REQUIREMENT 1
Please scale the records from the line containing "Check the image above for the presence of any traffic" down through the line containing "Check the image above for the presence of any flooded sidewalk.", both ends included. Repeat every line, requests too, with each coordinate in the answers multiplied by 1.8 and rounded to a whole number (halves round up), and give only those lines.

PASSAGE TO READ
--- --- ---

Responsible for the performance and reliability of the company’s global online platforms. Working within the Technology Team, troubleshooting issues with services via proactive/reactive monitoring, alerts and logging, service requests communicated via Jira, email, Sprint meetings and Stand Ups
Enhancing existing service's tech stack/configurations to improve site performance, reduce issues through forensic analysis and be responsible for availability management, latency, efficiency, change management, monitoring, emergency response, and capacity planning.
Record data and manage issues with a view to participation in reviews and Blameless Post-Mortems.
Explore and deliver on opportunities to implement automation and scripting of services, environments and toolsets
Liaise closely with the application Developers, Sprint Teams and the Development Managers reporting progress, gathering data, readings and information as requested.
Design, implement, calibrate and validate to company procedures and processes alongside routine service, emergency service and product updates as required.
Create a bridge between Development and Operations teams by applying an ‘as-a-service' mindset to system administration, management and build topics. Gain exposure to systems in both staging and production, as well as all technical teams. Take part in work with software development, support, IT operations and on-call duties
Be an advocate for change with an innovative and Growth Mindset, be an engaging collaborative member of the Technology Team and actively support your colleagues in Operations and the wider team.
Skills and Experience –
Infrastructure-As-Code – Terraform or similar
Monitoring platforms – ELK, Grafana, Prometheus or similar
Desirable (Using or Supporting):
Google Cloud Platform
Observability/APM Platforms (preferably New Relic)
PHP/Perl/ Go Lang/Java/ Python
You will have an understanding of the mechanics of high-traffic high-availability online websites and related back-office services to support and evolve pragmatic solutions, while being able to explain technical details to non-technical stakeholders. You will have previously operated within an Agile environment using both Kanban and Scrum (preferably via Jira)

--- --- ---

REQUIREMENT 2
Condense the paragraph in the job description that begins "Create a bridge between Development" into a short bulleted list that keeps its main points.

--- --- ---

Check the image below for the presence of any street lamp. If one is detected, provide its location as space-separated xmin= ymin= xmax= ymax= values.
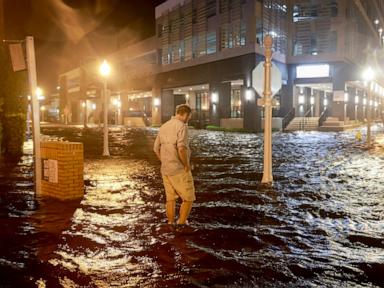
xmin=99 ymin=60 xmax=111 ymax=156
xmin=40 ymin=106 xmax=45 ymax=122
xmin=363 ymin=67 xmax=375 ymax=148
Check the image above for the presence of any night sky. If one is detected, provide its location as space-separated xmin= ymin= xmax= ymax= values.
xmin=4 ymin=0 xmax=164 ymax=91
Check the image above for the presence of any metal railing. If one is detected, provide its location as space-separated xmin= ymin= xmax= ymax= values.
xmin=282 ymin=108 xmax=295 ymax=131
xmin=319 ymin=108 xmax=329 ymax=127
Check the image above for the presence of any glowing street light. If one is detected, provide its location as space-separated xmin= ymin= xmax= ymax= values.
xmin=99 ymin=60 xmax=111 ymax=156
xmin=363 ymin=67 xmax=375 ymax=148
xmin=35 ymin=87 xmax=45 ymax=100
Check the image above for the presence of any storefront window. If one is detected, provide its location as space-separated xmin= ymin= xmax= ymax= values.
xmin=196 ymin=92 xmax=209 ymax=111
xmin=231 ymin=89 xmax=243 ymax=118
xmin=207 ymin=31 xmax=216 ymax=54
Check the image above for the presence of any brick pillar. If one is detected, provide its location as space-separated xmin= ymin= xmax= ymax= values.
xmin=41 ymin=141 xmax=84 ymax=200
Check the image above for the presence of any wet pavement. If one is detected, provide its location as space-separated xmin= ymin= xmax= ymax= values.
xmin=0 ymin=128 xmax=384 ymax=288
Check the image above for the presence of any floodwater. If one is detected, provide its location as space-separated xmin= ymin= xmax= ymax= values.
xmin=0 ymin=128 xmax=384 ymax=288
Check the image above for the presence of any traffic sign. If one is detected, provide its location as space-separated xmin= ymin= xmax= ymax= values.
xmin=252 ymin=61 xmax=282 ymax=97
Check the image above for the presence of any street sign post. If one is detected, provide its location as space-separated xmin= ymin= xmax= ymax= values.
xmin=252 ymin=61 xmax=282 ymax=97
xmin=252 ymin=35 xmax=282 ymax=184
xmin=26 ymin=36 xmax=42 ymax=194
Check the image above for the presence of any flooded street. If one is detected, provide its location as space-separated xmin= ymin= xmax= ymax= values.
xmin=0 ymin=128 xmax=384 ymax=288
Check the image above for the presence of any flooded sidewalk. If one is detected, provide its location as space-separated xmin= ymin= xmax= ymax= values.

--- --- ---

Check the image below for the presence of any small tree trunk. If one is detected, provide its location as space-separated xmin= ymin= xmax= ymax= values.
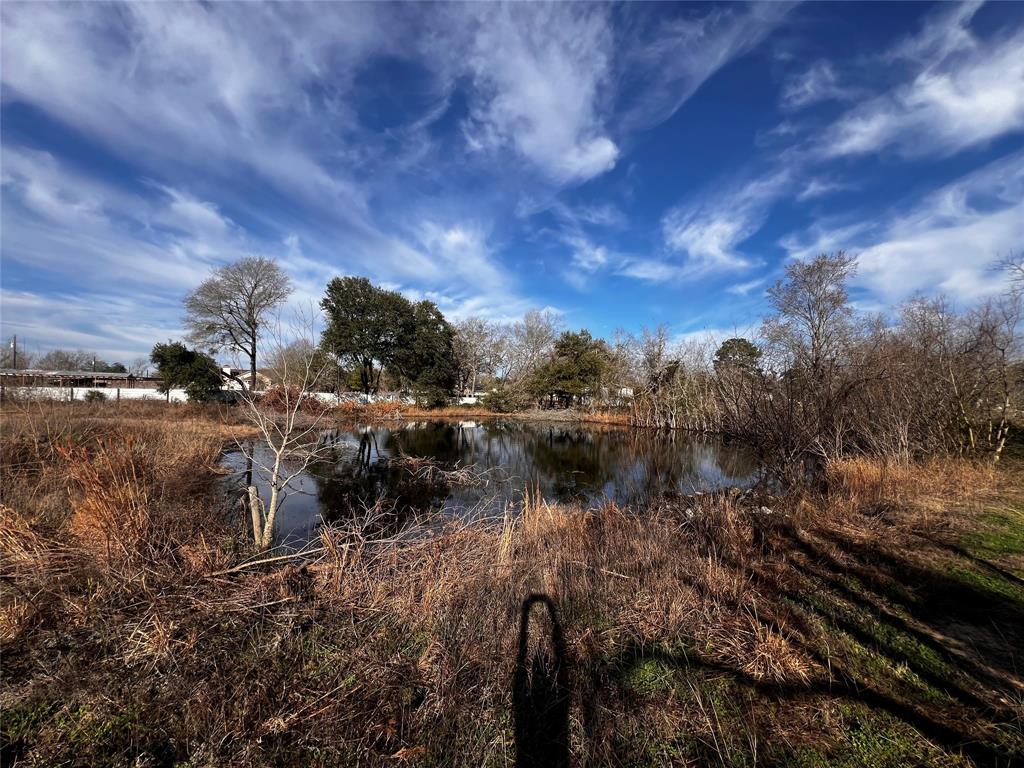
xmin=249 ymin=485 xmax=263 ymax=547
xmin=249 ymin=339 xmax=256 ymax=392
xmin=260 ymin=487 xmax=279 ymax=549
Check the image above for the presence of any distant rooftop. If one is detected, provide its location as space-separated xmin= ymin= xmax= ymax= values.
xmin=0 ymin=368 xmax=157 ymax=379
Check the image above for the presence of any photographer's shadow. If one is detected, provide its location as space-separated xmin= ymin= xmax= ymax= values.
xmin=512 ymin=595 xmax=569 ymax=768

--- --- ---

WORKED SOLUTION 1
Check the image above for the presence of any traffic sign. If one is detected, provide its location as space-separated xmin= ymin= xmax= ymax= values.
xmin=454 ymin=110 xmax=508 ymax=175
Check the image above for the presence of any street sign post. If one is detected, provide its location as space-separated xmin= ymin= xmax= ymax= values.
xmin=454 ymin=110 xmax=508 ymax=175
xmin=454 ymin=63 xmax=508 ymax=331
xmin=47 ymin=65 xmax=76 ymax=349
Check the image above for the presence of any flooded street. If one is detected, provide its location as space-separated xmin= ymin= xmax= ymax= values.
xmin=0 ymin=230 xmax=691 ymax=518
Check the image above for the presence of any flooded sidewalk. If one is detected, provide its location as space-separated xmin= ymin= xmax= ymax= values.

WORKED SOLUTION 2
- Bridge the Development and Operations teams by applying an 'as-a-service' mindset to system administration, management and build topics.
- Gain exposure to systems in both staging and production, and to all technical teams.
- Take part in software development, support, IT operations and on-call duties.